WORK INSTRUCTIONS
Can you write out all of the material below, word for word?

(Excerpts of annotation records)
----

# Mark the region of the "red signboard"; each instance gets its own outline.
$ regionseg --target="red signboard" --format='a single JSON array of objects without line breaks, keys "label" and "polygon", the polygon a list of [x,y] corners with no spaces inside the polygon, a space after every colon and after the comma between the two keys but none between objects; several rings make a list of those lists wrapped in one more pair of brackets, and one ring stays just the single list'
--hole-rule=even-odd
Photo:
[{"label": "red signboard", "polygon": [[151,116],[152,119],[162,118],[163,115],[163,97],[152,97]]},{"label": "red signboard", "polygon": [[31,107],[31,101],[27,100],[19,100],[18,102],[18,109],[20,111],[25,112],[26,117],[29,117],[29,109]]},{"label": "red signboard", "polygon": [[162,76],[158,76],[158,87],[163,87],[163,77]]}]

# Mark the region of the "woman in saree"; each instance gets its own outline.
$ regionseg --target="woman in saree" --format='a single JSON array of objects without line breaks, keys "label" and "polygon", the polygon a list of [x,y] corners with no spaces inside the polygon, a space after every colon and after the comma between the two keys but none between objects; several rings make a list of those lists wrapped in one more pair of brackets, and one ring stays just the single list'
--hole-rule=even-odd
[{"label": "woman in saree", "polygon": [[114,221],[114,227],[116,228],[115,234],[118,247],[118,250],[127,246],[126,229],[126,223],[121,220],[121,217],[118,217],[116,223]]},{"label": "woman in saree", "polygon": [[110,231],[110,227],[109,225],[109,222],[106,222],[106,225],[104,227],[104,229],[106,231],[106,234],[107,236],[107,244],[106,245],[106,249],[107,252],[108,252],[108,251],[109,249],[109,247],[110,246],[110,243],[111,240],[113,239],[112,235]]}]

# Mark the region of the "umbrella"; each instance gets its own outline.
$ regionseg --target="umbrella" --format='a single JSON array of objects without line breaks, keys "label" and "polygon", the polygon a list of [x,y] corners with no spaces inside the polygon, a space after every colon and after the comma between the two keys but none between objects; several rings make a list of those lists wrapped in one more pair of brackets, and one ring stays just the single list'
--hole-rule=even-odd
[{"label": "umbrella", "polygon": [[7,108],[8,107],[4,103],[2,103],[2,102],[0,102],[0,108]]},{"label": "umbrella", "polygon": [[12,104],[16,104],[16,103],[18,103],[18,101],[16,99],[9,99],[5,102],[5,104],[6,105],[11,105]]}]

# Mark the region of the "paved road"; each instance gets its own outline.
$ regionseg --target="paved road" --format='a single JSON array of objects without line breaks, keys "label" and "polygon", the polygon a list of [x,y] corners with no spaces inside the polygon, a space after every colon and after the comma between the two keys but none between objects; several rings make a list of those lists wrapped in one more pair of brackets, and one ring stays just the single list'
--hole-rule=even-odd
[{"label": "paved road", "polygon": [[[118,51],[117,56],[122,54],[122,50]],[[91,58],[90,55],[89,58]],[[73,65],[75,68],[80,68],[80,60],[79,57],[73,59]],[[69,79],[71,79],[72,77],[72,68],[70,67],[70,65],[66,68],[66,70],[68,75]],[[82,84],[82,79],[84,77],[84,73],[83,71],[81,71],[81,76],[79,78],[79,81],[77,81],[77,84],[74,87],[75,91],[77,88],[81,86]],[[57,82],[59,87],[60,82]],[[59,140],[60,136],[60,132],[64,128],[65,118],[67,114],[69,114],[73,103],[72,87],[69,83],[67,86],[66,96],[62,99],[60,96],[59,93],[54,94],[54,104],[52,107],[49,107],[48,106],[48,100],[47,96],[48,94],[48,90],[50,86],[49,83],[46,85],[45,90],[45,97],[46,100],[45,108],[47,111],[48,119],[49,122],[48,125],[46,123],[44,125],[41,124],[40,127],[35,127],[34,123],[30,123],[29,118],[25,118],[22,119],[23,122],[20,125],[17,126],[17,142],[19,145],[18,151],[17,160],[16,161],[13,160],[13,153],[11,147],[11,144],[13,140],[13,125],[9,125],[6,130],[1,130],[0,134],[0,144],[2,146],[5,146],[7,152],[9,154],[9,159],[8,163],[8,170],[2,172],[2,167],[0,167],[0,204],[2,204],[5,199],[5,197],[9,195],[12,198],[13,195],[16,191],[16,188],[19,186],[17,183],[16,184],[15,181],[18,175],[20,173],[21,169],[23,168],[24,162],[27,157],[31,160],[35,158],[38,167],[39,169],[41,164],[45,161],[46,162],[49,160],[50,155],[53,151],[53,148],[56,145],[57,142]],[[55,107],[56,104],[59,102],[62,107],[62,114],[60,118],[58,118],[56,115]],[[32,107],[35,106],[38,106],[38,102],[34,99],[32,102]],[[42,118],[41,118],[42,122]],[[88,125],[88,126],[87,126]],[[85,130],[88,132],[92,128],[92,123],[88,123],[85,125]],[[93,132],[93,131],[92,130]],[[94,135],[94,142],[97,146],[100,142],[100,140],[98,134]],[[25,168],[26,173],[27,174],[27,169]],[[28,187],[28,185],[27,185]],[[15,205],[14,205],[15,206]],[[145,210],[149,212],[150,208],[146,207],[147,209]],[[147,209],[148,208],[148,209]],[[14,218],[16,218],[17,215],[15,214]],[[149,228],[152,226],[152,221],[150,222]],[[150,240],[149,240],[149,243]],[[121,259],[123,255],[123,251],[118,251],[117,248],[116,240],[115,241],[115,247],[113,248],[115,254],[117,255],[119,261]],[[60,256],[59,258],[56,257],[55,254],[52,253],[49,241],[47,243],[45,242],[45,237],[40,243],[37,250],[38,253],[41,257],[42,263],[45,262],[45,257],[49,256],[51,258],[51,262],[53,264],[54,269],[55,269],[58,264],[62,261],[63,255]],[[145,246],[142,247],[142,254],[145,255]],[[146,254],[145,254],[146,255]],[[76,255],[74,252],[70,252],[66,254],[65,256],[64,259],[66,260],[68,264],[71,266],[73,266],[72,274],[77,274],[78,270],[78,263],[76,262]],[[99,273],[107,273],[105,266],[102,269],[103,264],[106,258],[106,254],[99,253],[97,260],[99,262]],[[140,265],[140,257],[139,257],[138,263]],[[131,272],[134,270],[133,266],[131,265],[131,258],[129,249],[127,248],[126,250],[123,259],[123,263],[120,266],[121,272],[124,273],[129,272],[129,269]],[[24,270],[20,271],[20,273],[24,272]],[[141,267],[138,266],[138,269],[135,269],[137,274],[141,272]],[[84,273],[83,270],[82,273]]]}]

----

PROBLEM SOLUTION
# Mark the region of the "red signboard"; each instance gets its own outline.
$ regionseg --target="red signboard" --format='a single JSON array of objects without line breaks, keys "label" and "polygon", the polygon a list of [x,y] corners with no spaces inside the polygon, a space after every colon and after the comma between the two keys but none between objects; several rings make a list of those lists wrapped in one more pair of brackets, and one ring stays just the single list'
--hole-rule=even-odd
Photo:
[{"label": "red signboard", "polygon": [[151,116],[152,119],[162,118],[163,115],[163,97],[152,97]]},{"label": "red signboard", "polygon": [[31,107],[31,101],[27,100],[19,100],[18,102],[18,109],[20,111],[25,112],[26,117],[29,117],[29,109]]},{"label": "red signboard", "polygon": [[162,76],[158,76],[158,87],[163,87],[163,77]]}]

# Mark the region of the "woman in saree"; each instance gets its own outline.
$ regionseg --target="woman in saree" --format='a single JSON array of objects without line breaks, keys "label" and "polygon", the polygon a list of [x,y] corners with no spaces inside the polygon, a space after every colon and after the comma between the two keys but none between objects; several rings make a list of those lists wrapped in one more pair of brackets, and one ring stays just the single list'
--hole-rule=even-odd
[{"label": "woman in saree", "polygon": [[114,221],[114,227],[116,228],[115,234],[118,247],[118,250],[127,246],[126,229],[126,223],[121,220],[121,217],[118,217],[116,223]]},{"label": "woman in saree", "polygon": [[110,231],[110,227],[109,225],[109,222],[106,222],[106,225],[104,227],[104,229],[106,231],[106,234],[107,236],[107,244],[106,245],[106,249],[107,252],[108,252],[108,251],[109,249],[109,247],[110,246],[110,243],[111,240],[113,239],[112,235]]}]

# Mark the region of the "umbrella"; each instance gets its own outline.
$ regionseg --target="umbrella" --format='a single JSON array of objects without line breaks, keys "label" and "polygon", the polygon a list of [x,y] corners with no spaces inside the polygon, a space after every colon and after the comma between the two keys but none between objects; several rings make a list of those lists wrapped in one more pair of brackets, and one ring stays just the single list'
--hole-rule=even-odd
[{"label": "umbrella", "polygon": [[7,108],[8,107],[4,103],[2,103],[2,102],[0,102],[0,108]]},{"label": "umbrella", "polygon": [[12,104],[16,104],[16,103],[18,103],[18,101],[16,99],[9,99],[5,102],[5,104],[6,105],[11,105]]}]

# Mark the region of the "paved road"; each instance gets its own outline.
$ regionseg --target="paved road" --format='a single JSON array of objects without line breaks, keys "label" and "polygon", the polygon a list of [x,y] corners with no spaces inside the polygon, a space after every colon and after the comma between the two keys but none between objects; several rings make a list of those lists wrapped in one more pair of brackets, and one ring stays just the single list'
--hole-rule=even-odd
[{"label": "paved road", "polygon": [[[118,51],[117,56],[122,54],[122,50]],[[91,58],[90,55],[89,58]],[[73,65],[75,68],[80,68],[80,60],[79,57],[73,59]],[[69,79],[71,79],[72,77],[72,68],[70,67],[70,65],[66,68],[66,70],[68,75]],[[82,84],[82,79],[84,77],[84,73],[83,71],[81,71],[81,76],[79,78],[79,81],[77,81],[77,84],[74,87],[75,91],[77,88],[81,86]],[[57,82],[59,87],[60,82]],[[59,140],[60,136],[60,132],[64,128],[65,118],[67,114],[69,114],[73,103],[72,87],[69,83],[67,86],[66,96],[62,99],[60,96],[59,93],[54,94],[54,104],[52,107],[49,107],[48,106],[48,100],[47,96],[48,94],[48,90],[50,86],[49,83],[46,85],[45,90],[45,97],[46,100],[45,108],[47,111],[48,119],[49,122],[48,125],[46,123],[44,125],[41,124],[40,127],[35,127],[34,123],[30,123],[29,118],[25,118],[22,119],[23,122],[20,125],[17,126],[17,142],[19,145],[18,151],[17,160],[16,161],[13,160],[13,153],[11,147],[11,144],[13,140],[13,125],[9,125],[6,130],[1,130],[0,134],[0,144],[2,146],[5,146],[7,152],[9,154],[9,159],[8,163],[8,170],[2,172],[2,167],[0,167],[0,204],[2,204],[5,199],[5,197],[9,195],[12,198],[13,195],[16,191],[16,188],[19,186],[17,183],[16,184],[15,181],[18,175],[20,173],[21,169],[23,168],[24,162],[27,157],[31,160],[35,158],[38,167],[39,169],[41,164],[45,161],[46,162],[49,160],[50,155],[53,151],[53,148],[56,145],[57,142]],[[55,107],[56,104],[59,102],[62,107],[62,114],[60,118],[58,118],[56,115]],[[32,107],[35,106],[38,106],[38,102],[34,99],[32,102]],[[42,118],[41,118],[42,122]],[[88,125],[88,126],[87,126]],[[85,130],[88,132],[92,128],[92,123],[88,123],[85,125]],[[93,132],[93,131],[92,130]],[[94,135],[94,142],[97,146],[100,142],[100,140],[98,134]],[[25,168],[26,173],[27,174],[27,169]],[[28,187],[28,185],[27,185]],[[15,205],[14,205],[15,206]],[[145,210],[149,212],[150,208],[146,207],[147,209]],[[147,209],[148,208],[148,209]],[[14,218],[16,218],[17,215],[15,214]],[[149,228],[152,226],[152,221],[150,222]],[[150,240],[149,240],[149,243]],[[121,259],[123,255],[123,251],[118,251],[117,248],[116,240],[115,241],[115,247],[113,248],[115,254],[117,255],[119,261]],[[60,256],[59,258],[56,257],[55,254],[52,253],[49,241],[47,243],[45,242],[45,237],[40,243],[37,250],[38,253],[41,257],[42,263],[45,262],[45,257],[49,256],[51,258],[51,262],[53,264],[54,269],[55,269],[58,264],[62,261],[63,255]],[[145,246],[142,247],[142,254],[145,255]],[[146,254],[145,254],[146,255]],[[76,255],[74,252],[70,252],[66,254],[65,256],[64,259],[66,260],[68,264],[71,266],[73,266],[72,274],[77,274],[78,270],[78,263],[76,262]],[[99,273],[107,273],[105,266],[102,269],[103,264],[106,258],[106,254],[99,253],[97,260],[99,262]],[[140,265],[140,257],[139,257],[138,263]],[[131,272],[134,270],[133,266],[131,265],[131,258],[129,249],[127,248],[126,250],[123,259],[123,263],[120,266],[121,272],[124,273],[129,272],[129,269]],[[24,270],[20,271],[20,273],[24,272]],[[141,267],[138,266],[138,269],[135,269],[137,274],[141,272]],[[84,273],[83,270],[82,273]]]}]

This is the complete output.